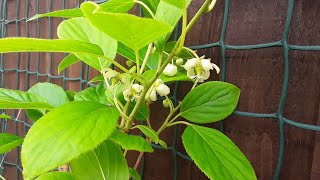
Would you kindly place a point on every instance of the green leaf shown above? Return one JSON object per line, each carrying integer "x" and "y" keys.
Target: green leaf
{"x": 115, "y": 6}
{"x": 184, "y": 53}
{"x": 92, "y": 94}
{"x": 9, "y": 142}
{"x": 57, "y": 176}
{"x": 64, "y": 133}
{"x": 4, "y": 116}
{"x": 126, "y": 28}
{"x": 210, "y": 102}
{"x": 215, "y": 154}
{"x": 104, "y": 162}
{"x": 131, "y": 142}
{"x": 82, "y": 30}
{"x": 150, "y": 133}
{"x": 169, "y": 12}
{"x": 54, "y": 94}
{"x": 163, "y": 144}
{"x": 180, "y": 76}
{"x": 14, "y": 99}
{"x": 8, "y": 45}
{"x": 71, "y": 95}
{"x": 67, "y": 13}
{"x": 134, "y": 174}
{"x": 67, "y": 61}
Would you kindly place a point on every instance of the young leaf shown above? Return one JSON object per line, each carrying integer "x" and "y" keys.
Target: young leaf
{"x": 215, "y": 154}
{"x": 115, "y": 6}
{"x": 14, "y": 99}
{"x": 82, "y": 30}
{"x": 4, "y": 116}
{"x": 150, "y": 133}
{"x": 57, "y": 176}
{"x": 64, "y": 133}
{"x": 169, "y": 11}
{"x": 126, "y": 28}
{"x": 67, "y": 61}
{"x": 9, "y": 142}
{"x": 54, "y": 94}
{"x": 104, "y": 162}
{"x": 134, "y": 174}
{"x": 210, "y": 102}
{"x": 163, "y": 144}
{"x": 131, "y": 142}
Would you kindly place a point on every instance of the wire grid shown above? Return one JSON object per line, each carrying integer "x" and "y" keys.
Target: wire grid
{"x": 278, "y": 115}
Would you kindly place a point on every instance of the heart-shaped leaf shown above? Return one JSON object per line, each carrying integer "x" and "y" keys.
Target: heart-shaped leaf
{"x": 9, "y": 142}
{"x": 126, "y": 28}
{"x": 215, "y": 154}
{"x": 210, "y": 102}
{"x": 104, "y": 162}
{"x": 64, "y": 133}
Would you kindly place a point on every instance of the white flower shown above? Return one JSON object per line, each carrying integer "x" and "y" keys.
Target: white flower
{"x": 170, "y": 70}
{"x": 157, "y": 88}
{"x": 199, "y": 68}
{"x": 133, "y": 93}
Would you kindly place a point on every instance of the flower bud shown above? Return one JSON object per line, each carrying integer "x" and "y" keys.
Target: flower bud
{"x": 170, "y": 70}
{"x": 166, "y": 103}
{"x": 179, "y": 62}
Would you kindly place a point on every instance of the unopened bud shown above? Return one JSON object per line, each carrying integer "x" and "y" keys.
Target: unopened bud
{"x": 179, "y": 62}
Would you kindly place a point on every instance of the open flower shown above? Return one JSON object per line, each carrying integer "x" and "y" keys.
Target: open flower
{"x": 170, "y": 70}
{"x": 157, "y": 88}
{"x": 199, "y": 68}
{"x": 133, "y": 93}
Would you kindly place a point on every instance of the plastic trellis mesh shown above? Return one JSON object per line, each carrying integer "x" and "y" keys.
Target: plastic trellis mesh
{"x": 278, "y": 115}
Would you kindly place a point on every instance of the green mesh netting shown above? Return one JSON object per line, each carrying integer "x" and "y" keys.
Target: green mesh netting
{"x": 83, "y": 79}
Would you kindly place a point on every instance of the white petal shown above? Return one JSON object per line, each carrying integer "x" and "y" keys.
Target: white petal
{"x": 163, "y": 90}
{"x": 170, "y": 70}
{"x": 191, "y": 73}
{"x": 153, "y": 95}
{"x": 137, "y": 87}
{"x": 191, "y": 63}
{"x": 126, "y": 94}
{"x": 206, "y": 64}
{"x": 216, "y": 68}
{"x": 205, "y": 75}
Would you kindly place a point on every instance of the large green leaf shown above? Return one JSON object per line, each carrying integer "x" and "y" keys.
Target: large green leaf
{"x": 14, "y": 99}
{"x": 92, "y": 94}
{"x": 116, "y": 6}
{"x": 9, "y": 142}
{"x": 104, "y": 162}
{"x": 64, "y": 133}
{"x": 4, "y": 116}
{"x": 82, "y": 30}
{"x": 210, "y": 102}
{"x": 67, "y": 61}
{"x": 8, "y": 45}
{"x": 58, "y": 176}
{"x": 169, "y": 11}
{"x": 132, "y": 31}
{"x": 149, "y": 132}
{"x": 131, "y": 142}
{"x": 55, "y": 95}
{"x": 52, "y": 93}
{"x": 215, "y": 154}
:::::
WHAT IS NEEDED | Transcribe exactly the line containing "of the large" and all remaining lines of the material, ending with the last one.

SOLUTION TO THE EXERCISE |
Would you kindly place a point on every instance of the large green leaf shown above? Return one JSON object per line, each carrying integer "x" and "y" keys.
Target: large green leaf
{"x": 14, "y": 99}
{"x": 92, "y": 94}
{"x": 116, "y": 6}
{"x": 9, "y": 142}
{"x": 104, "y": 162}
{"x": 64, "y": 133}
{"x": 4, "y": 116}
{"x": 82, "y": 30}
{"x": 210, "y": 102}
{"x": 67, "y": 61}
{"x": 8, "y": 45}
{"x": 58, "y": 176}
{"x": 169, "y": 11}
{"x": 132, "y": 31}
{"x": 149, "y": 132}
{"x": 131, "y": 142}
{"x": 55, "y": 95}
{"x": 52, "y": 93}
{"x": 215, "y": 154}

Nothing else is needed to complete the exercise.